(Point localization data)
[Start of Attachment]
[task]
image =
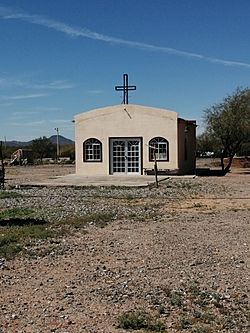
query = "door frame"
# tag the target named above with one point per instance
(125, 138)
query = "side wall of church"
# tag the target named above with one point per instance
(186, 146)
(125, 121)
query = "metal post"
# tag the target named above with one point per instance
(57, 144)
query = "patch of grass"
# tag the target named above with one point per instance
(140, 320)
(176, 299)
(184, 323)
(14, 238)
(100, 219)
(201, 329)
(15, 212)
(9, 194)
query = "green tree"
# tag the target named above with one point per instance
(43, 147)
(206, 143)
(229, 123)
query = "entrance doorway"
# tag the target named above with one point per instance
(125, 155)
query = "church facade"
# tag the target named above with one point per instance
(128, 139)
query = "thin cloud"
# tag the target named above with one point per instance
(95, 92)
(20, 97)
(28, 124)
(10, 82)
(56, 85)
(8, 13)
(24, 114)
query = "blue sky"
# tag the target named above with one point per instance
(62, 57)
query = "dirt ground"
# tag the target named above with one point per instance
(188, 265)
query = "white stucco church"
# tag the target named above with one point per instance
(126, 139)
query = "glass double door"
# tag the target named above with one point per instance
(125, 155)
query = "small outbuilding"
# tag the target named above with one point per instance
(128, 139)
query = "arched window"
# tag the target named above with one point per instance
(160, 147)
(92, 150)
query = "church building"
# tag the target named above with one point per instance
(128, 139)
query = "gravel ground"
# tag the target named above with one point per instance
(179, 254)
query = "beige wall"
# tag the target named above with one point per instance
(125, 121)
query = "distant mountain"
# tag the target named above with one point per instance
(62, 142)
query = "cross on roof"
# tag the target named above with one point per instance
(125, 88)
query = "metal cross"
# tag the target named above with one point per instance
(125, 88)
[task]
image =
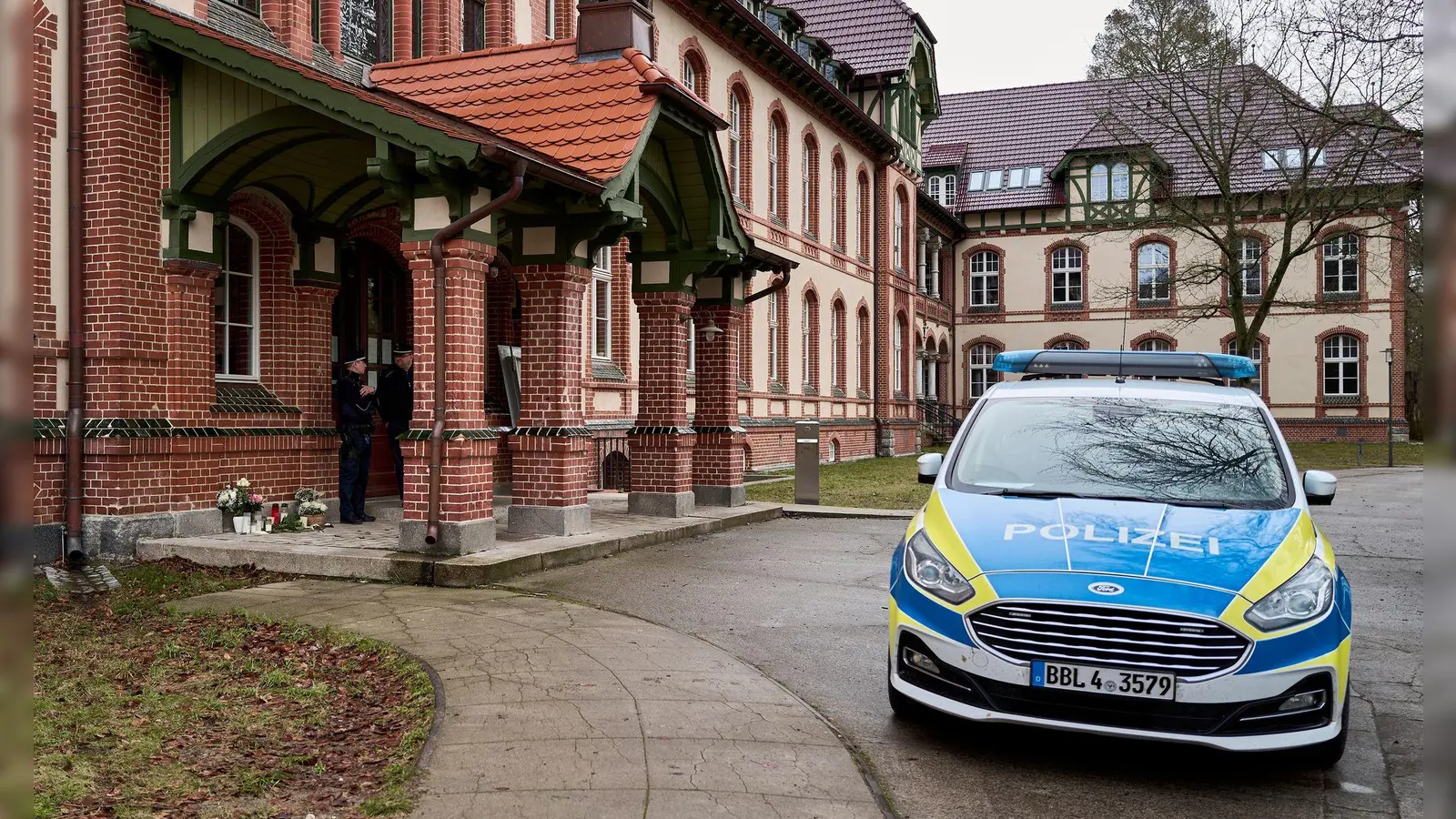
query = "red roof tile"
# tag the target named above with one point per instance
(587, 116)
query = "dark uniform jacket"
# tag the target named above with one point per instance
(354, 409)
(397, 397)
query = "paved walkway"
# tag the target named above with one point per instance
(558, 710)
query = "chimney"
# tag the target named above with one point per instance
(606, 26)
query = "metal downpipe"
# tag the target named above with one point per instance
(437, 258)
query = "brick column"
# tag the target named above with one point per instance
(551, 450)
(662, 442)
(718, 450)
(468, 457)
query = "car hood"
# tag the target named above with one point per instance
(1208, 547)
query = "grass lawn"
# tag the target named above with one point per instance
(138, 712)
(890, 482)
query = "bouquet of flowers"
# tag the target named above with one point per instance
(309, 503)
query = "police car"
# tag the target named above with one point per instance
(1125, 555)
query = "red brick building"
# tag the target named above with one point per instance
(262, 179)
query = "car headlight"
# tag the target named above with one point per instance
(929, 570)
(1300, 598)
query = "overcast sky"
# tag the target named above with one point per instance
(1016, 43)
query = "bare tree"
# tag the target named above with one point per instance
(1259, 160)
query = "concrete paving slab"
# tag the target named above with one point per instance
(558, 710)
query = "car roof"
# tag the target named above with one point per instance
(1132, 388)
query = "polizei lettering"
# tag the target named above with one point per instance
(1130, 535)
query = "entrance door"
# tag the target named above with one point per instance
(371, 312)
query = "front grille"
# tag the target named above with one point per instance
(1108, 636)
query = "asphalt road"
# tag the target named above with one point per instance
(805, 602)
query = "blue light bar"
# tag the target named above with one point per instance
(1126, 363)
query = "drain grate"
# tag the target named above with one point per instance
(87, 581)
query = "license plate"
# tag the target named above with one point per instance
(1094, 680)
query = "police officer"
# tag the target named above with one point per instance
(397, 404)
(356, 399)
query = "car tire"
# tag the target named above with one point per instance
(1327, 753)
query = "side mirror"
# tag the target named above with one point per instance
(928, 467)
(1320, 487)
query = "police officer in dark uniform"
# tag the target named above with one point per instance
(356, 399)
(397, 404)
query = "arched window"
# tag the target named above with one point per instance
(1067, 276)
(364, 29)
(695, 73)
(1120, 181)
(897, 235)
(1257, 354)
(778, 175)
(979, 361)
(810, 339)
(864, 216)
(235, 307)
(1341, 366)
(737, 127)
(1341, 274)
(774, 339)
(985, 278)
(836, 344)
(1154, 273)
(1251, 267)
(1098, 191)
(837, 193)
(899, 353)
(810, 193)
(863, 347)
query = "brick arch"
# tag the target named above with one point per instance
(739, 85)
(691, 48)
(1361, 300)
(1363, 398)
(1263, 365)
(1056, 339)
(1067, 309)
(1172, 273)
(1152, 336)
(999, 309)
(966, 365)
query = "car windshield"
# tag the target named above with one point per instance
(1179, 452)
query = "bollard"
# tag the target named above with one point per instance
(805, 462)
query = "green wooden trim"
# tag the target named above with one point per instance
(295, 86)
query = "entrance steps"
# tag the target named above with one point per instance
(370, 551)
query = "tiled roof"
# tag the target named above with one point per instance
(871, 35)
(1037, 126)
(586, 116)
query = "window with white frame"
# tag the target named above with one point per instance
(985, 278)
(1154, 273)
(982, 376)
(1343, 366)
(1121, 181)
(1257, 356)
(1251, 267)
(1098, 188)
(235, 307)
(602, 303)
(774, 337)
(1067, 276)
(1341, 274)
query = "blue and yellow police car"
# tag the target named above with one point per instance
(1121, 544)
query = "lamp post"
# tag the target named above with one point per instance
(1390, 410)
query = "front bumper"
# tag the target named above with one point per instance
(1230, 713)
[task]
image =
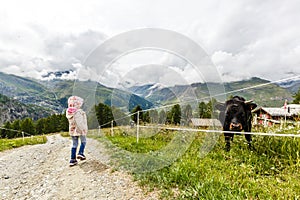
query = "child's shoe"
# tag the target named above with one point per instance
(81, 157)
(73, 162)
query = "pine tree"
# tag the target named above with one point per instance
(135, 114)
(27, 126)
(176, 114)
(297, 97)
(104, 114)
(162, 117)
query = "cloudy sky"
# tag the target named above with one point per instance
(243, 39)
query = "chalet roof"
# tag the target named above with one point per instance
(205, 122)
(279, 112)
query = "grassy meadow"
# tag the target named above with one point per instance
(270, 171)
(6, 144)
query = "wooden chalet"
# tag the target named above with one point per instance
(268, 116)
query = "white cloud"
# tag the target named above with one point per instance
(243, 38)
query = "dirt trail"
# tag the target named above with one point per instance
(42, 172)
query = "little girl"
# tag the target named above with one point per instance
(77, 127)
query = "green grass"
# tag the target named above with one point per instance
(6, 144)
(271, 171)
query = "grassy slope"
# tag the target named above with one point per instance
(272, 171)
(6, 144)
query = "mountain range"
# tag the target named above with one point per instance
(27, 97)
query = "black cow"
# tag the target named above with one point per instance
(236, 115)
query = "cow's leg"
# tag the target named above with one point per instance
(228, 137)
(249, 138)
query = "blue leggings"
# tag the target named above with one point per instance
(75, 145)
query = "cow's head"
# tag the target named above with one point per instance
(236, 114)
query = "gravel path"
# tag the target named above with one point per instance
[End of Attachment]
Leave the pictures out and output the rest of the data word for word.

## Result of this exercise
[task]
image =
query = "door frame"
# tag the target named above with one point per instance
(125, 138)
query = "side wall of church"
# tag the target named above with one point per instance
(186, 146)
(125, 121)
query = "metal post"
# tag the target named above with one point per instance
(57, 144)
query = "patch of grass"
# tag the target named above with one point per instance
(140, 320)
(176, 299)
(184, 323)
(14, 238)
(100, 219)
(201, 329)
(15, 212)
(9, 194)
query = "green tree"
# tag the target named above with one point per instance
(43, 147)
(206, 143)
(229, 123)
query = "entrance doorway"
# tag the target named above with one point per instance
(125, 155)
query = "church facade"
# tag the target named above with one point per instance
(128, 139)
query = "thin cloud"
# tag the target named above with one point per instance
(95, 92)
(20, 97)
(28, 124)
(10, 82)
(56, 85)
(8, 13)
(24, 114)
query = "blue sky"
# tag the target named above with one point per instance
(62, 57)
query = "dirt ground"
# tag the target named above with one point per instance
(188, 265)
query = "white stucco church"
# tag the target named above with one point per instance
(126, 139)
query = "glass double door"
# tag the target named above with one point per instance
(125, 155)
query = "small outbuilding"
# tag the target named above with one point per instance
(128, 139)
query = "arched window"
# tag the target named above with one point per instance
(160, 147)
(92, 150)
query = "church building"
# tag the target named above with one point per instance
(128, 139)
query = "gravel ground"
# tag the target named above with one point per instance
(179, 254)
query = "beige wall"
# tag the target named above with one point per instance
(125, 121)
query = "distant mountain"
# tag the target named above with one point per instance
(62, 142)
query = "cross on roof"
# tag the target named above with one point per instance
(125, 88)
query = "metal cross"
# tag the target named above with one point per instance
(125, 88)
[task]
image =
query = "red roof tile"
# tag the target named above with one point per instance
(587, 116)
query = "dark uniform jacket"
# tag the target named above with one point per instance
(354, 409)
(397, 397)
query = "paved walkway"
# tag the target named above with one point per instance
(558, 710)
query = "chimney"
# tag the target named above with one point per instance
(606, 26)
query = "metal downpipe"
# tag the target named above with one point per instance
(437, 258)
query = "brick column"
# tag the target named above with one point per instance
(551, 450)
(662, 442)
(718, 450)
(468, 457)
query = "car hood"
# tag the target named above with one point per instance
(1208, 547)
query = "grass lawn"
# tag the target named above with one point per instance
(138, 712)
(890, 482)
query = "bouquet of flowers"
# tag the target named above with one point per instance
(309, 503)
query = "police car"
# tag the target named above with one point per instance
(1125, 555)
query = "red brick building"
# tag the target named above with one point per instance
(262, 179)
query = "car headlight"
# tag the target named above with one point per instance
(929, 570)
(1300, 598)
query = "overcast sky"
# tag the target named above with one point per instance
(1016, 43)
query = "bare tree"
# tag the target named above with one point per instance
(1259, 160)
query = "concrete paving slab"
# tag the target named above with one point per instance
(558, 710)
query = "car roof"
# tag the target named above with one point per instance
(1132, 388)
query = "polizei lettering"
# tag the target named above with one point per instance
(1130, 535)
query = "entrance door"
# tag the target named above with one point per instance
(371, 312)
query = "front grille"
# tag the target named above with one point per instance
(1108, 636)
query = "asphalt road"
# tag the target named above with one point per instance
(805, 602)
query = "blue light bar"
# tag the target named above with one point per instance
(1126, 363)
query = "drain grate"
# tag the target named above with one point per instance
(87, 581)
query = "license plate"
# tag the target named above with one point per instance
(1094, 680)
query = "police officer"
# tag the target named above with one point per instance
(397, 404)
(356, 399)
query = "car tire"
# tag the target named above with one point per instance
(1327, 753)
query = "side mirror"
# tag the target named above with one point per instance
(928, 467)
(1320, 487)
query = "police officer in dark uniform"
# tag the target named above with one point per instance
(356, 399)
(397, 404)
query = "arched window"
# tag the target named above with one point per instance
(1067, 276)
(364, 29)
(695, 73)
(1120, 181)
(897, 235)
(1257, 354)
(778, 175)
(979, 361)
(810, 339)
(864, 216)
(235, 307)
(1341, 366)
(737, 127)
(1341, 274)
(774, 339)
(985, 278)
(836, 344)
(1154, 273)
(1251, 267)
(1098, 191)
(837, 193)
(899, 353)
(810, 193)
(863, 347)
query = "brick arch"
# tag the target named above with one point per instance
(739, 85)
(691, 48)
(1361, 300)
(1363, 398)
(1263, 365)
(1056, 339)
(1067, 309)
(1172, 273)
(1152, 336)
(999, 309)
(966, 365)
query = "car windshield"
# tag the target named above with one point per instance
(1179, 452)
query = "bollard"
# tag the target named above with one point per instance
(805, 462)
query = "green wooden trim"
# tag the target named above with one point per instance
(295, 86)
query = "entrance steps"
# tag the target named above with one point per instance
(370, 551)
query = "tiled roof"
# tag the target named above with one point per instance
(871, 35)
(1037, 126)
(586, 116)
query = "window with white frame"
# tag the target named above with one point per instance
(985, 278)
(1154, 273)
(982, 376)
(1343, 366)
(1121, 181)
(1257, 356)
(1251, 267)
(1098, 188)
(235, 307)
(602, 303)
(774, 337)
(1067, 276)
(1341, 274)
query = "blue and yellow police car"
# tag the target named above with one point per instance
(1121, 544)
query = "lamp post"
# tag the target named above with one point per instance
(1390, 410)
query = "front bumper"
# tag the target named above with one point per instance
(1230, 713)
[task]
image =
query = "child's shoe"
# tag the target named above with one point per instance
(81, 157)
(73, 162)
query = "pine tree"
# tag the target named above with one point per instance
(135, 114)
(27, 126)
(176, 114)
(297, 97)
(104, 114)
(162, 117)
query = "cloudy sky"
# tag the target named above with one point per instance
(243, 39)
query = "chalet roof"
# tag the target named above with one point per instance
(205, 122)
(279, 112)
query = "grassy meadow"
# tag the target named above with one point per instance
(270, 171)
(6, 144)
query = "wooden chalet"
# tag the target named above with one point per instance
(268, 116)
query = "white cloud"
# tag the target named above with one point per instance
(243, 38)
query = "dirt trail"
# tag the target named above with one point per instance
(42, 172)
query = "little girl"
# tag the target named above with one point per instance
(77, 127)
query = "green grass"
# tag the target named above with one point per instance
(6, 144)
(271, 171)
query = "grassy slope"
# tag the target named above with one point per instance
(272, 171)
(6, 144)
query = "mountain range"
# tag the target named above with one point per instance
(27, 97)
query = "black cow"
# tag the target named above with one point per instance
(236, 115)
query = "cow's leg"
# tag the target named above with one point per instance
(228, 137)
(249, 138)
query = "blue leggings"
# tag the target named above with one point per instance
(75, 145)
query = "cow's head"
# tag the target named above with one point per instance
(236, 114)
query = "gravel path"
# tag the target named above with one point per instance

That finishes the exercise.